▸ Отрывок для чтения:
В этот раз я должен был переводить беседу делегации испанских социалистов с первым секретарем ЦК комсомола Виктором Мироненко, ранее работавшим во главе украинского комсомола. О Мироненко ходили слухи, что он - «большой демократ горбачевского разлива». Все шло как обычно, беседа уже близилась к концу, но вдруг наш комсомольский босс, как бы невзначай, решил в подтверждение своей мысли привести цитату из Евангелия от Матфея. Артистично закинув голову назад и прикрыв ладошкой глаза, отразившие секундный порыв глубоко верующего человека, он стал на память читать отрывок из Священного Писания.

Я был поражен. Я даже не мог себе представить, что среди этих прожженных бюрократов и циников можно встретить действительно тонкого, интеллигентного человека, да еще и ревнителя христианской веры. Кроме того, я был уязвлен, так как точно не ожидал такого оборота дела и не был готов идентично перевести евангельский текст.

Сообразив, что от Виктора Ивановича можно ждать и других сюрпризов, я перечитал Евангелие на всех доступных мне языках, чтобы в случае чего быстро сориентироваться по тексту и не подвести моего нового кумира. Я ждал нашей следующей встречи, я был готов расшибиться в лепешку, лишь бы мудрые слова и пламенная аргументация этого благородного человека могла дойти до помутненного сознания его иностранных собеседников и обратить их в нашу веру. Я вдруг почувствовал себя рыцарем, призванным моим сюзереном Ричардом Львиное Сердце отправиться в дальний крестовый поход в Палестину ради освобождения от неверных Гроба Господня.

Но очередной «облом» моих романтических чувств не заставил себя долго ждать. Нет, мой кумир по-прежнему звал меня, по-прежнему театрально вскидывал голову и закатывал полные слез глаза, и... по-прежнему цитировал один и тот же отрывок из Евангелия от Матфея. Библии он вовсе не читал, а фокус с Евангелием проделывал с целью личного «пиара». Кумир оказался обычным комсомольским плутом, одной из мертвых душ поздней советской партноменклатуры. Я был разочарован. Не желая более иметь дела с этими людьми, я решил сменить род деятельности.

Но только сейчас я понимаю: а может, это сам Господь дал мне опыт общения с Виктором Мироненко, чтобы заставить меня перечитать Евангелие сразу на трех европейских языках?

В 1990 году на должность первого секретаря ЦК ВЛКСМ пришел пермяк Владимир Зюкин. «Зюкины дети» - аппарат ленинского комсомола стал все более превращаться в коммерческую организацию, активизировался захват партийно-комсомольской собственности под будущие банки и офисы.

«Русь, куда ж несешься ты? дай ответ. Не дает ответа. Чудным звоном заливается колокольчик; гремит и становится ветром разорванный в куски воздух; летит мимо все, что ни есть на земле, и, косясь, постораниваются и дают ей дорогу другие народы и государства».

Так на лихой гоголевской русской тройке новые Чичиковы влетели в не менее лихие 90-е.

▸ Письменное задание: Продолжите отрывок о комсомоле после его последней фразы. Записи никак не связаны с отрывком о комсомоле.

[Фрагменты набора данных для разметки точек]
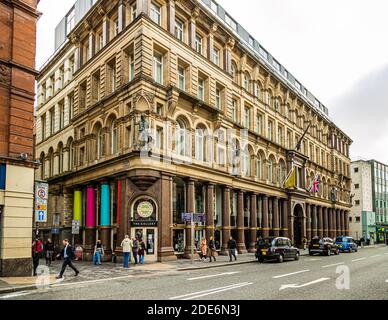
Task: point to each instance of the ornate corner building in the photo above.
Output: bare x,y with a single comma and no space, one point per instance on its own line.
17,94
151,109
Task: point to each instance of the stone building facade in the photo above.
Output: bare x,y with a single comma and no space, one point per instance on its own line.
17,94
151,109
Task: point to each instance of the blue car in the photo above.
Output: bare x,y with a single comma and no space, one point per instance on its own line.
346,244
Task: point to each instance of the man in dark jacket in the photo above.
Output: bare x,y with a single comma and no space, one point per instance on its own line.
67,254
232,247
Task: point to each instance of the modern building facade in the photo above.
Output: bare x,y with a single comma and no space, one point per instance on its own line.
362,222
17,94
370,180
151,109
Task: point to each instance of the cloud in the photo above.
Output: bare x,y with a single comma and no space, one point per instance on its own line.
362,112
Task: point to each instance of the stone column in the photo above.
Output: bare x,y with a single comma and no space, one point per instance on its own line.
92,44
265,217
165,243
275,217
240,223
338,217
308,222
225,218
285,230
253,223
342,216
190,209
121,15
105,31
90,222
105,214
325,222
209,211
171,16
320,222
314,228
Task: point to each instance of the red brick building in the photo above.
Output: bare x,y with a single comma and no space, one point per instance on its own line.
17,93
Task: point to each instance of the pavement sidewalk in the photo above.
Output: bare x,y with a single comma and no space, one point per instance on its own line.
108,270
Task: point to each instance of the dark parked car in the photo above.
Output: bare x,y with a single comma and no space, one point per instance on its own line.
346,244
324,246
279,249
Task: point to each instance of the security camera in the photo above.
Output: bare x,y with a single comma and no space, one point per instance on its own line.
23,156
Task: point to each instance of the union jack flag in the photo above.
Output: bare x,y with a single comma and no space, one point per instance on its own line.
314,187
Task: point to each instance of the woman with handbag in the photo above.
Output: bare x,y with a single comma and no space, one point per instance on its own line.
212,249
98,253
203,249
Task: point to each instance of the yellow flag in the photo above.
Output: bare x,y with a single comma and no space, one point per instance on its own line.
290,182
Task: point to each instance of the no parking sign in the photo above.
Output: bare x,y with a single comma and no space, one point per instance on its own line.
41,198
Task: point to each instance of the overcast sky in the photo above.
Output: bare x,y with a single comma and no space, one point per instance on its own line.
337,49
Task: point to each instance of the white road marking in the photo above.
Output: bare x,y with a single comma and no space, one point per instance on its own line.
89,281
333,265
199,294
290,274
214,275
296,286
361,259
16,294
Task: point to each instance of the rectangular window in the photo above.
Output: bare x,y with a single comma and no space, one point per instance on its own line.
218,99
52,121
179,29
234,110
159,138
43,126
198,44
155,13
70,21
246,117
158,68
181,78
270,130
201,89
216,56
259,124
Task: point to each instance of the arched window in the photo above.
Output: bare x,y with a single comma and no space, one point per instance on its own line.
114,137
246,161
200,145
247,80
270,171
60,158
233,71
100,143
181,138
259,167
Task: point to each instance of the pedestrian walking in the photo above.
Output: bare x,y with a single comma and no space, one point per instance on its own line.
232,248
98,253
203,249
49,252
37,249
67,253
141,251
135,250
212,250
127,245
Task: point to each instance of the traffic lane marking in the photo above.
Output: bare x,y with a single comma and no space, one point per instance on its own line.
214,275
333,265
290,274
297,286
203,293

▸ Решённое задание:
Преступление и наказание

Москва конца 1990-го - начала 1991 года напоминала мне город перед эвакуацией. Все закупали соль и муку, отправляли родителей и детей жить за город, искали новую, пусть даже не очень серьезную, но точно не прежнюю работу. Все трещало по швам. Никто не работал. Все слушали по радио прямое включение с заседаний союзного и российского Верховных Советов, где один демагог сменял на трибуне другого.

За время работы в КМО СССР я познакомился со многими депутатами молодого российского парламента. Здесь же, в стенах Верховного Совета, впервые была сформирована патриотическая оппозиция, получившая название «Российское народное собрание». Ее костяк представляла коалиция трех политических групп: Демократической партии России во главе с депутатом Николаем Травкиным, Российского христианско-демократического движения, которое возглавлял энергичный депутат и философ Виктор Аксючиц; и Конституционно-демократической партии (Партии народной свободы) Михаила Астафьева - депутата, как мы шутили, с характерным «ленинским прищуром».

В то время я увлекался политической историей дореволюционной России, искал исторические параллели между событиями эпохи последнего русского императора Николая II и перестройки, затеянной первым и последним советским президентом Михаилом Горбачевым. Особо интересовал меня вопрос: а была ли альтернатива большевизму, можно ли было удержать империю от гражданской бойни и распада, и кто мог бы выступить в 1910-1917 годы центром кристаллизации патриотических сил? Я знал, что мой прадед на посту начальника московской полиции сделал в то время много для сдерживания погромов и революционных настроений, но было очевидно, что усилиями спецслужб и всего репрессивного аппарата остановить надвигающуюся на страну катастрофу невозможно.

Наибольшие симпатии во мне вызывали лидеры Партии народной свободы (конституционные демократы) - интеллигенты либерально-консервативного толка, представленные такими яркими политиками, как Павел Милюков и Петр Струве. Перечитав массу литературы об истории конституционных демократов, подшивки газет того времени, всевозможные прокламации и прочую макулатуру и даже установив на свои деньги в уральском городе Перми памятную доску на доме, где родился Струве, я решил поближе познакомиться с только что восстановленной Конституционно-демократической партией и пришел на их партийное собрание.

Депутатская приемная Михаила Георгиевича Астафьева находилась в здании Дзержинского районного совета рядом со станцией метро «Проспект Мира».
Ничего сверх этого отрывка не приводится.